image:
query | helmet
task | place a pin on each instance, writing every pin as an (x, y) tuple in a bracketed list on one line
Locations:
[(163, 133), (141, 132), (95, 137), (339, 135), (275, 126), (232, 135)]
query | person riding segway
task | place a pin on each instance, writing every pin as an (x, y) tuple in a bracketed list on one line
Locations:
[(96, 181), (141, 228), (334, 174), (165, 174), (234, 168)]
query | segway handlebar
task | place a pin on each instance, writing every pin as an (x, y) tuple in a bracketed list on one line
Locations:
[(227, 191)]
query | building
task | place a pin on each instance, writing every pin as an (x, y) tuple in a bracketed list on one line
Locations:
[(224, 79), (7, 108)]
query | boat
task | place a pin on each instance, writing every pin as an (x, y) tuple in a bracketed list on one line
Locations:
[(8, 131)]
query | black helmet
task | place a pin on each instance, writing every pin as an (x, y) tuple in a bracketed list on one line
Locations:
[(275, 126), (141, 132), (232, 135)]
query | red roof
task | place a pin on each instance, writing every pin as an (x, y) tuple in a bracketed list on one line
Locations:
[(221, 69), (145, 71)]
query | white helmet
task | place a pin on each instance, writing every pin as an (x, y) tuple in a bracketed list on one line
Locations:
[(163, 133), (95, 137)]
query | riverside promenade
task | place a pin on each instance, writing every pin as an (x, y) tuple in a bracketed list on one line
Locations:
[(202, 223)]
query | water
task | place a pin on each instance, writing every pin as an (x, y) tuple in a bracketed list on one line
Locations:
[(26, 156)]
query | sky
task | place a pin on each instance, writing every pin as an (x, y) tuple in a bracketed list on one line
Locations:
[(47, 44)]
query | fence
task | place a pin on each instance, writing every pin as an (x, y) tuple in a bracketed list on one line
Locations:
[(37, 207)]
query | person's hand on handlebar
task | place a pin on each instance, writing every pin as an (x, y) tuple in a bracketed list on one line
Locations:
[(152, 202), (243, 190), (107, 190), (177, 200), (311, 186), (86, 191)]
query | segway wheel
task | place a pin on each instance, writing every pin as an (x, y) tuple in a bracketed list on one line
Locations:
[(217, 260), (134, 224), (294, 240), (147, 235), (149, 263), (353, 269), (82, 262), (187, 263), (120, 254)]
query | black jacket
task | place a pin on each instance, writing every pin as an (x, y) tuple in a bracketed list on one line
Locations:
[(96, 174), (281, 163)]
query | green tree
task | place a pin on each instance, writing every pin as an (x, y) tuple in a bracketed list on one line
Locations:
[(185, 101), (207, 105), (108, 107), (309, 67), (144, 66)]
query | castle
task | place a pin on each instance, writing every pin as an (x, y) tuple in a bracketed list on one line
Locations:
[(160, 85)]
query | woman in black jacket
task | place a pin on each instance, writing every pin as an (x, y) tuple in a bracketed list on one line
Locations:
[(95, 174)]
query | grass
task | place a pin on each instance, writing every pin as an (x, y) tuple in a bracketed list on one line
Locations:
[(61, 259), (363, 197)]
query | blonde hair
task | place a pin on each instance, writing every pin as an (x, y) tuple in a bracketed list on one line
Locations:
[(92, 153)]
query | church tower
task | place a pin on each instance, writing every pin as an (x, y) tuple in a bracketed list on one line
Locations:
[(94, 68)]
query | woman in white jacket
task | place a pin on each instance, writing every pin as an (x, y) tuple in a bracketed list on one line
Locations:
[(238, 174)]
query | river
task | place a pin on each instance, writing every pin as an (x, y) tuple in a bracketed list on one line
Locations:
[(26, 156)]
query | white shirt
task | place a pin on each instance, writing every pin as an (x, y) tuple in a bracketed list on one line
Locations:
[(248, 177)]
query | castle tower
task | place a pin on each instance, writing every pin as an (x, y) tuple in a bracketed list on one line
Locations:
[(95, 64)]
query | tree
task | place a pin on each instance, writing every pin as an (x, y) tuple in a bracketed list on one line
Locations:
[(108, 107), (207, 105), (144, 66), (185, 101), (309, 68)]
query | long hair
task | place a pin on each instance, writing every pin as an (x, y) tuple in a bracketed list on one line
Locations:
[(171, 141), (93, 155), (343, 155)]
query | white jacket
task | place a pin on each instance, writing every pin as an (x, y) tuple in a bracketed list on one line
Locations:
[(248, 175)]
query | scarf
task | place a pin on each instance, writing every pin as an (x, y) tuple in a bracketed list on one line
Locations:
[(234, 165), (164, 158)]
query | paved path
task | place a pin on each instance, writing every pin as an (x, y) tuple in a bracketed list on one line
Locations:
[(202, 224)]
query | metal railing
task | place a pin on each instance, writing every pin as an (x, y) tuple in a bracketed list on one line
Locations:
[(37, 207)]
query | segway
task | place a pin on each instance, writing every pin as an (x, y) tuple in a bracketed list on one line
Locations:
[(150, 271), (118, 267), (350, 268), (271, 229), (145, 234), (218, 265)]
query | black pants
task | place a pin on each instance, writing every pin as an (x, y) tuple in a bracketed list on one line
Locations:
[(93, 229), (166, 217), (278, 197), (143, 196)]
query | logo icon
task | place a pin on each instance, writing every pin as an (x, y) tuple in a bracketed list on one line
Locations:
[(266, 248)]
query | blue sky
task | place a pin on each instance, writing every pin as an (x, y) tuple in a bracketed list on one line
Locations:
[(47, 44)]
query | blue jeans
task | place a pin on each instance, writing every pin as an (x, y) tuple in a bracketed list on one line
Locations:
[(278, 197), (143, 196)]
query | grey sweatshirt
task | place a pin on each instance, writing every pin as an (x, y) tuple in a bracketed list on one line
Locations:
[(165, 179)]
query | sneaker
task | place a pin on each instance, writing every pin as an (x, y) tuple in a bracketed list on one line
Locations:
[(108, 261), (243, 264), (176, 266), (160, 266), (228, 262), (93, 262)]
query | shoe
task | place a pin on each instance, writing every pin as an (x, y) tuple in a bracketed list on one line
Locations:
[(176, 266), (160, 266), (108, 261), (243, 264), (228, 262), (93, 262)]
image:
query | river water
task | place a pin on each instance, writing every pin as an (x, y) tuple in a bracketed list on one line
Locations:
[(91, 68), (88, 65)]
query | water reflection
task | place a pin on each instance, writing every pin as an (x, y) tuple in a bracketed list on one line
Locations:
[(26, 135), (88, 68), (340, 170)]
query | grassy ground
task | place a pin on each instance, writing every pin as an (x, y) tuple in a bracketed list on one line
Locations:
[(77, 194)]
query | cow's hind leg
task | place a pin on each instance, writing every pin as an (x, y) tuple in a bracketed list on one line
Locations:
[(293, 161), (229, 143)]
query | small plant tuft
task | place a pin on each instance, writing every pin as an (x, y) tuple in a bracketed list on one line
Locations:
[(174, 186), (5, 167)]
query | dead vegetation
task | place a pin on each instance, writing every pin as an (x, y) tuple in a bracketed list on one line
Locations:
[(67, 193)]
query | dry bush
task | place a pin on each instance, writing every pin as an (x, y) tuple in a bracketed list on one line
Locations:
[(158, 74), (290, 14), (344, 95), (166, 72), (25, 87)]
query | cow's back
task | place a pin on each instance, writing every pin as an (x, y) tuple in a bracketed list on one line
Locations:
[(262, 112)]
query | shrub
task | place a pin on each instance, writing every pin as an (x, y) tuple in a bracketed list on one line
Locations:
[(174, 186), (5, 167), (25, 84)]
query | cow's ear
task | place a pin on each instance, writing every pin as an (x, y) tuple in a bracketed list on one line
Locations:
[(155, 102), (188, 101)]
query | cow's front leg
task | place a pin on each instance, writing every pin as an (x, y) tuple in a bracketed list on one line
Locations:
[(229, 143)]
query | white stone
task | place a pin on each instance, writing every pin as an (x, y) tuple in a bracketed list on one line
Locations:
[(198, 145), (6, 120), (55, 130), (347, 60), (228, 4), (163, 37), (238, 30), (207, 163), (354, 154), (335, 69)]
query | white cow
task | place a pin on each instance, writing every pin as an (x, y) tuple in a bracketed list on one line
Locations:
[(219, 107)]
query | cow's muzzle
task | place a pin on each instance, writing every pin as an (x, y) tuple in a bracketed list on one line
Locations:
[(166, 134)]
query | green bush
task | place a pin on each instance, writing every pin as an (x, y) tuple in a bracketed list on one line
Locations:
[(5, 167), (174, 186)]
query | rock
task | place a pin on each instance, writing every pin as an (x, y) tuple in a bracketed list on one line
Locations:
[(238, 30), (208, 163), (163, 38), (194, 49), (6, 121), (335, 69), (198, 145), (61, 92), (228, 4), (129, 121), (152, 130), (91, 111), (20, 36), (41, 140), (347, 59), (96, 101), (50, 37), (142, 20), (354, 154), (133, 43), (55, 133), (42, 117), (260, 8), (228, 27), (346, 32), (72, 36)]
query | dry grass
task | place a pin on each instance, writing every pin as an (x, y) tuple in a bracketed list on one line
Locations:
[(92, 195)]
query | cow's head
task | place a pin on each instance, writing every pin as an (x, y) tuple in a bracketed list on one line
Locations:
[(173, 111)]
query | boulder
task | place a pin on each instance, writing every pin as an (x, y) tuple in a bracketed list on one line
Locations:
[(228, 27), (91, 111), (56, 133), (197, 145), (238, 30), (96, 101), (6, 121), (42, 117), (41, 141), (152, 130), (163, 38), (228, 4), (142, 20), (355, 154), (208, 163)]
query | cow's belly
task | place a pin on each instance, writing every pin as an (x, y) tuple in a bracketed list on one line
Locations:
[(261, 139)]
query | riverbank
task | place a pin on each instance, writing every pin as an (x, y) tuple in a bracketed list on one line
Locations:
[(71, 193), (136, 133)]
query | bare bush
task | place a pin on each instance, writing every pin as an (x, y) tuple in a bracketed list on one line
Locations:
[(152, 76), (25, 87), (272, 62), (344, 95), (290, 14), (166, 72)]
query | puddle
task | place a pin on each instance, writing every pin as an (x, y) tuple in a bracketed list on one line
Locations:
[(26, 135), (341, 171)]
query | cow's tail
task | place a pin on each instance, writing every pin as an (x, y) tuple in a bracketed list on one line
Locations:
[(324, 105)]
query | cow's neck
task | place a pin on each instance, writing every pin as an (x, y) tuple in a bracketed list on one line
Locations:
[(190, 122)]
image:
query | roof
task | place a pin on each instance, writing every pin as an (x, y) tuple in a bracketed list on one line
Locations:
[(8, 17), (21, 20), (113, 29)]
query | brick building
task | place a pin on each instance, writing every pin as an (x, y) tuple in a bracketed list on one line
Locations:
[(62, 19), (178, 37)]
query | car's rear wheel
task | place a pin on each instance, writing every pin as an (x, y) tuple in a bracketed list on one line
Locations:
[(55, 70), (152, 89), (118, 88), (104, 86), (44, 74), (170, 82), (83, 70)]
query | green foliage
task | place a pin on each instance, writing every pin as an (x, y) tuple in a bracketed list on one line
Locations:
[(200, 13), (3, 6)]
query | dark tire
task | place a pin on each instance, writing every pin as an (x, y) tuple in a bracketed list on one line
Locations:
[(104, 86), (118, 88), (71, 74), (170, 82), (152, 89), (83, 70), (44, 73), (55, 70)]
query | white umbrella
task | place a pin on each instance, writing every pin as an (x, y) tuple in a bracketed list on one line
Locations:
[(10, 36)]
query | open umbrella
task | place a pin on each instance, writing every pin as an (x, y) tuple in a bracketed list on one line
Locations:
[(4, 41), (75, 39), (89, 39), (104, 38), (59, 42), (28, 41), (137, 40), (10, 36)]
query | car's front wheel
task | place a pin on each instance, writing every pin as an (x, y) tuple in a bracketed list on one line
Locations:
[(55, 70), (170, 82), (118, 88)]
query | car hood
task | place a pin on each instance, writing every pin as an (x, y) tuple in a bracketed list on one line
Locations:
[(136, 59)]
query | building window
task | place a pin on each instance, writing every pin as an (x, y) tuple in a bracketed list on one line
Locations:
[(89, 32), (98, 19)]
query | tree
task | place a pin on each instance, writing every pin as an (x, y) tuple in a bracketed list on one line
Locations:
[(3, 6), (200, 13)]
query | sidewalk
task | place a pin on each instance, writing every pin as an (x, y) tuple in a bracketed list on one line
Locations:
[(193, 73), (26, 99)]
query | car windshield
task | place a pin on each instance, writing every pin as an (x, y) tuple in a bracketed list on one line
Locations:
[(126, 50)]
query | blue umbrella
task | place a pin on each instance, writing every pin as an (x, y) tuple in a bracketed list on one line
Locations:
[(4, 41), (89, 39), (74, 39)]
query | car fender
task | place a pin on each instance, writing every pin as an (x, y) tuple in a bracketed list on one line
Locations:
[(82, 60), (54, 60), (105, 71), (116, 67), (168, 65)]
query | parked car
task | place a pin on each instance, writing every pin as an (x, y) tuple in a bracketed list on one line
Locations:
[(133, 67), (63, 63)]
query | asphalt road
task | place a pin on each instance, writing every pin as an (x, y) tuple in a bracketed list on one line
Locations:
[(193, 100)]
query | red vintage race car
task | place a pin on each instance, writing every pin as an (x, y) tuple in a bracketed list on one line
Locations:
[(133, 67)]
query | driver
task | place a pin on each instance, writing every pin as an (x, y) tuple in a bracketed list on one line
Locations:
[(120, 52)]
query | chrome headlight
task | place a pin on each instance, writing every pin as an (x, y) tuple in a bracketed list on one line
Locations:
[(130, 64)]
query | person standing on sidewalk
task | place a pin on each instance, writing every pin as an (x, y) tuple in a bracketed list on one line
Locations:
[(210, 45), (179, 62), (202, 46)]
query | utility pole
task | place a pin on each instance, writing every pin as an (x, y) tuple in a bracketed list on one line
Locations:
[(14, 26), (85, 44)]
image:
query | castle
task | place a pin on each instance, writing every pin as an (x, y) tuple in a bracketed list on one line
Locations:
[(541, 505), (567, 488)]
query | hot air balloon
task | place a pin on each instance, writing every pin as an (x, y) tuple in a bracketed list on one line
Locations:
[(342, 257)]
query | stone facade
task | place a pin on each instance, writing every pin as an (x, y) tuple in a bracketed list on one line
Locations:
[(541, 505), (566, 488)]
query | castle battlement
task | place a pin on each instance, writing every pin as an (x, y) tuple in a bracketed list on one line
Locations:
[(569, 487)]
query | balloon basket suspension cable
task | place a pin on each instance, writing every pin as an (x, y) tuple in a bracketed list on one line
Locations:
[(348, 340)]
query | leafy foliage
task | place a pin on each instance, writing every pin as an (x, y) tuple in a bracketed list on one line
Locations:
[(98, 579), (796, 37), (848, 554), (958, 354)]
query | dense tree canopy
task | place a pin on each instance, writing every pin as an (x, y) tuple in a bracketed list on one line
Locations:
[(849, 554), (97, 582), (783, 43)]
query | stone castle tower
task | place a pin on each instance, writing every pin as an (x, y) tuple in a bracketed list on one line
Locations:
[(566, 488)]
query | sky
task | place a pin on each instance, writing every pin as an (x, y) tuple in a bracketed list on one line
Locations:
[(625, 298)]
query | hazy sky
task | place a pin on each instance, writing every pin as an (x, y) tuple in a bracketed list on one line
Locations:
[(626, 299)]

**YOUR GOAL**:
Rewrite the part of the listing above that begins at the line containing "query | person riding segway" and runs through the line containing "[(224, 79), (7, 108)]" as a numbered list, skipping any blank lines.

**RESULT FOR THIS EXERCISE**:
1. query | person riding segway
2. task | place a pin on each instance, writing every pin as an (x, y) tuple in a bracketed list on one line
3. Locations:
4. [(96, 181), (141, 228), (334, 174), (165, 174), (234, 168)]
5. query | segway handlebar
6. task | place a pin on each instance, writing every pin as an (x, y) tuple in a bracketed list on one line
7. Locations:
8. [(227, 191)]
9. query | building
10. task | place a pin on each instance, writing every pin as an (x, y) tuple in a bracketed list on one line
11. Locations:
12. [(224, 79), (7, 108)]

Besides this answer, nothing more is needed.